— start of Extract provided —
Tuesday, August 17, 2004

the phantom

Part 2





"

If anything, her phantom became real. In a different form, and much better inside too! Because there was the possible happening of love.



Love - in any case, something special indeed. What till it appears. And now -



It wasn't all about the physical coupling, nor the loneliness void that was being filled, no longer about that.



She was close to being set free.

"

Monday, August 2, 2004

story of those 2 : her and the phantom



"

It felt so good to be held. Sturdy shoulders of a man, shirt ruffled from the day and smelling of him. Mildly warm and beautiful to touch. Orange warm living room lighting too. And the space was too small to contain us both, but he tried strongly, and it proved valiant and took my breath away.



What would it feel like to be a man touching me the same way he did. In reality, would it have been smooth and creamy to the touch, smelling of a girl, warm too? Dressed in a skirt and beautiful blouse, would it have been pleasant for me if I were him. It must have been somewhat, enough to propel the hoist that followed after.
— end of Extract provided —
— start of Data provided —
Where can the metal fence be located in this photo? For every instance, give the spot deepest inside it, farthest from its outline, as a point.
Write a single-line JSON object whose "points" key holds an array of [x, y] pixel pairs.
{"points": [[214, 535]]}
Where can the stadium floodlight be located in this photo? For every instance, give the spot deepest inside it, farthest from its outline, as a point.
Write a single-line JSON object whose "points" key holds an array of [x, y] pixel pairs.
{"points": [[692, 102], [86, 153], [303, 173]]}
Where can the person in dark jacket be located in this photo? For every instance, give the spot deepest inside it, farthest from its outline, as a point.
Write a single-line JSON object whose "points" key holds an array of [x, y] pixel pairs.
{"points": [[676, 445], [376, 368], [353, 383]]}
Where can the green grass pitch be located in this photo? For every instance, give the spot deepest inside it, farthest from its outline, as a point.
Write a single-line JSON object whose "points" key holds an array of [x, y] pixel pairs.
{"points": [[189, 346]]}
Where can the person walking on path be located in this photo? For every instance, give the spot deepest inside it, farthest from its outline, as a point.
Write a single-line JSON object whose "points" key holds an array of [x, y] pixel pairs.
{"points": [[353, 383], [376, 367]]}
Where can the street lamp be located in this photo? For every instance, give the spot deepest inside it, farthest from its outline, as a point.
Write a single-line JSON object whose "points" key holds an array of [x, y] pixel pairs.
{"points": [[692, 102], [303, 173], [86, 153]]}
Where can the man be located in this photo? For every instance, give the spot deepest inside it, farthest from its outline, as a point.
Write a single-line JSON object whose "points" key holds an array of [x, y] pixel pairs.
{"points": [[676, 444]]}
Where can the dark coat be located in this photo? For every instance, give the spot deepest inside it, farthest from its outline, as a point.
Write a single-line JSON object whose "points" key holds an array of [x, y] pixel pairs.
— end of Data provided —
** To-do list **
1. In the blog text, what was she close to in the entry dated August 17, 2004?
2. From the blog text, extract everything from "Tuesday, August 17, 2004" down to "happening of love.".

** Exercise responses **
1. Being set free.

2.
Tuesday, August 17, 2004

the phantom

Part 2





"

If anything, her phantom became real. In a different form, and much better inside too! Because there was the possible happening of love.